In every line of the listing below, switch "corner points" to "corner coordinates". Leave everything else as it is.

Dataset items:
- - - - - - -
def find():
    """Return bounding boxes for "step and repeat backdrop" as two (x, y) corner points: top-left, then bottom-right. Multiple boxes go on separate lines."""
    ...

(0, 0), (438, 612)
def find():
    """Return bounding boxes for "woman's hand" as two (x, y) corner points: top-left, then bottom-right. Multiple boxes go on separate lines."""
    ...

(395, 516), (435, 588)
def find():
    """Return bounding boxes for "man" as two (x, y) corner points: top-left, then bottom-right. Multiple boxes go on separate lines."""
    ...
- - - - - - -
• Solution to this task:
def find():
    """Return bounding boxes for "step and repeat backdrop" as two (x, y) corner coordinates: top-left, then bottom-right. Multiple boxes go on separate lines."""
    ...

(0, 0), (438, 612)
def find():
    """Return bounding boxes for "woman's hand" as two (x, y) corner coordinates: top-left, then bottom-right. Multiple boxes go on separate lines."""
    ...

(395, 516), (435, 588)
def find():
    """Return bounding boxes for "man" as two (x, y) corner coordinates: top-left, then bottom-right. Multiple boxes go on separate lines."""
    ...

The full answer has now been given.